▶ **Location annotation dataset excerpts**

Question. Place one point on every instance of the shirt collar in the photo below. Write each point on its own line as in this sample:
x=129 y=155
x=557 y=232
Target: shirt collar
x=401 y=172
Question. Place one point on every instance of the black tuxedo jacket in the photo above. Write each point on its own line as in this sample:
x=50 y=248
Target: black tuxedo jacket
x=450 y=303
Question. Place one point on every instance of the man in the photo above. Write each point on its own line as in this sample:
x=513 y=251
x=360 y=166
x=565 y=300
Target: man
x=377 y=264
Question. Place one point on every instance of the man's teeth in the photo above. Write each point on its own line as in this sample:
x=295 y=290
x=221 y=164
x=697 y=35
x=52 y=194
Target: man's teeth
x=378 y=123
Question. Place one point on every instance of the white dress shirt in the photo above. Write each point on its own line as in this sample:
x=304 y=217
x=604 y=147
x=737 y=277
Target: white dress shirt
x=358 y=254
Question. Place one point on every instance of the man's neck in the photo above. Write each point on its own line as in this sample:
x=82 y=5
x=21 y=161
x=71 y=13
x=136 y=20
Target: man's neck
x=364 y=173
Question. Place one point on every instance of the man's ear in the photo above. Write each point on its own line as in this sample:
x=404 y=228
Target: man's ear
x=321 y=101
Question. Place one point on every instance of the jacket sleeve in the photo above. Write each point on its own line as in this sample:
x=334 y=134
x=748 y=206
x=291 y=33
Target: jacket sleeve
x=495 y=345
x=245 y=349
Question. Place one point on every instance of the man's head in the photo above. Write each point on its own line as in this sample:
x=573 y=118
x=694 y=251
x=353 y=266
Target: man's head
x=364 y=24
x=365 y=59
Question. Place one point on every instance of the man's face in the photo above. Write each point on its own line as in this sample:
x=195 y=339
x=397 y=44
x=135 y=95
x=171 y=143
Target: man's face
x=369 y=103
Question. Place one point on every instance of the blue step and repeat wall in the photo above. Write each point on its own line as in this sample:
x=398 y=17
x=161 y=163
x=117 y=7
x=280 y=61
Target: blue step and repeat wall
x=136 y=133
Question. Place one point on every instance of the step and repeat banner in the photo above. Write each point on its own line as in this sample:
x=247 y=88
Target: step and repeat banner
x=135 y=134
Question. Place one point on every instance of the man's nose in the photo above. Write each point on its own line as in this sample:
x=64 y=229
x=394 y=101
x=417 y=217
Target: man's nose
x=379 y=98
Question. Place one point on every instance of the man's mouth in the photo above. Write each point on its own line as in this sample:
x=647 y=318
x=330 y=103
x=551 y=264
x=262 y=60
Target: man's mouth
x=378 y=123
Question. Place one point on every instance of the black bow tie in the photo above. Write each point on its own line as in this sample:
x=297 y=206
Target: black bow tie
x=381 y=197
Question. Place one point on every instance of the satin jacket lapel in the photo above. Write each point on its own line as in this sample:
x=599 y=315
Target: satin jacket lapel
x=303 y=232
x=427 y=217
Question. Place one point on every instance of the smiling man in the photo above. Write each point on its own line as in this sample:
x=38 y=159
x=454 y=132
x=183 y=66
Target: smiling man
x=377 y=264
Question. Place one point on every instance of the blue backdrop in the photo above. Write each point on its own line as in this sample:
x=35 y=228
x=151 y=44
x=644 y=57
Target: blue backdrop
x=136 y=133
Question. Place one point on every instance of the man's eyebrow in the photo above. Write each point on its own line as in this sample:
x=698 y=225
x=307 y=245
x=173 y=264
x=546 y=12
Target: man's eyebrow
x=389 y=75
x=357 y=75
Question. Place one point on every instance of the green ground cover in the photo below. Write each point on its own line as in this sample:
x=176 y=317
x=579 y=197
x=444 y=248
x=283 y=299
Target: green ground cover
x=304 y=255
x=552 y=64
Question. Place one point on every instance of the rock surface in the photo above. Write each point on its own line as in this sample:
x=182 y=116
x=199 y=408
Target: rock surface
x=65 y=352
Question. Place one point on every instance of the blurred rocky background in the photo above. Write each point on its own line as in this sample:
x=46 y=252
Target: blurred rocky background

▶ **Exercise**
Set all of the records down again, exactly as they stand.

▶ **Task output**
Question. Place one point on every instance of the shirt collar in the photo below. Write each point on its own line as in this sample:
x=129 y=155
x=557 y=232
Target: shirt collar
x=401 y=172
Question. Place one point on every instance of the black tuxedo jacket in the photo above. Write each point on its own line as in this sample:
x=50 y=248
Target: black tuxedo jacket
x=450 y=303
Question. Place one point on every instance of the man in the photo above. Write each point on its own line as in this sample:
x=513 y=251
x=360 y=166
x=565 y=300
Target: man
x=377 y=264
Question. Place one point on every instance of the man's teeth in the photo above. Write each point on its own line as in this sample:
x=295 y=290
x=221 y=164
x=697 y=35
x=52 y=194
Target: man's teeth
x=378 y=123
Question. Place one point on every instance of the white dress shirt in the photo above. Write each point on its own line as in this sample:
x=304 y=217
x=604 y=147
x=737 y=277
Target: white dress shirt
x=358 y=254
Question. Place one point on every instance of the man's neck in the photo above. Write each point on its own line as in this sample:
x=82 y=5
x=21 y=161
x=71 y=13
x=136 y=20
Target: man's neck
x=364 y=173
Question. Place one point on every instance of the man's ear in the photo above. Write each point on its own line as in this sample:
x=404 y=228
Target: man's ear
x=321 y=101
Question. Place one point on every instance of the jacket sleeve in the photo above. Write each point on its own line as in this sample:
x=334 y=134
x=748 y=206
x=291 y=33
Target: jacket sleeve
x=495 y=345
x=245 y=349
Question. Place one point on every instance of the man's head in the photo above. Write each point on its own line as in this sample:
x=573 y=118
x=694 y=251
x=353 y=266
Target: man's head
x=364 y=24
x=365 y=59
Question. Place one point on every instance of the man's face in the photo above. Write each point on its own line as in this sample:
x=195 y=339
x=397 y=44
x=135 y=95
x=171 y=143
Target: man's face
x=369 y=103
Question. Place one point on every instance of the blue step and repeat wall in the photo above. Write each point on its own line as in this sample:
x=398 y=17
x=161 y=163
x=117 y=7
x=280 y=61
Target: blue step and repeat wall
x=136 y=133
Question. Place one point on every instance of the step and repeat banner in the photo above. Write each point on its own line as in this sample:
x=247 y=88
Target: step and repeat banner
x=135 y=134
Question. Place one point on every instance of the man's nose in the photo above. Write each point on its own line as in this sample:
x=64 y=229
x=394 y=101
x=417 y=217
Target: man's nose
x=379 y=98
Question. Place one point on every instance of the man's mouth in the photo above. Write each point on its own line as in this sample:
x=647 y=318
x=330 y=103
x=551 y=264
x=262 y=60
Target: man's mouth
x=378 y=123
Question. Place one point on every instance of the black bow tie in the photo above. Write each point on its own line as in this sample:
x=297 y=206
Target: black bow tie
x=381 y=197
Question. Place one point on every instance of the satin jacket lapel in the photo above. Write each point on its own line as in this sample:
x=599 y=315
Target: satin jacket lapel
x=303 y=232
x=427 y=217
Question. Place one point on every instance of the smiling man in the photo above. Write each point on its own line as in this sample:
x=38 y=159
x=454 y=132
x=183 y=66
Target: smiling man
x=377 y=264
Question. Place one point on every instance of the blue backdrop in the photo above. Write each point on its own line as in this sample:
x=35 y=228
x=151 y=44
x=644 y=57
Target: blue backdrop
x=136 y=133
Question. Place one point on every instance of the man's eyebrow in the photo above. Write each point on its own line as in this sample:
x=698 y=225
x=307 y=245
x=173 y=264
x=546 y=12
Target: man's eyebrow
x=389 y=75
x=357 y=75
Question. Place one point on every instance of the green ground cover in the photo below. Write each point on its own line as in this sample:
x=176 y=317
x=579 y=197
x=444 y=248
x=283 y=299
Target: green ground cover
x=304 y=255
x=552 y=64
Question. Place one point on every instance of the rock surface in the photo above. Write each point on its own line as in this sample:
x=182 y=116
x=199 y=408
Target: rock surface
x=65 y=352
Question. Place one point on every instance of the blurred rocky background in the photo above. Write each point on its own line as in this sample:
x=46 y=252
Target: blurred rocky background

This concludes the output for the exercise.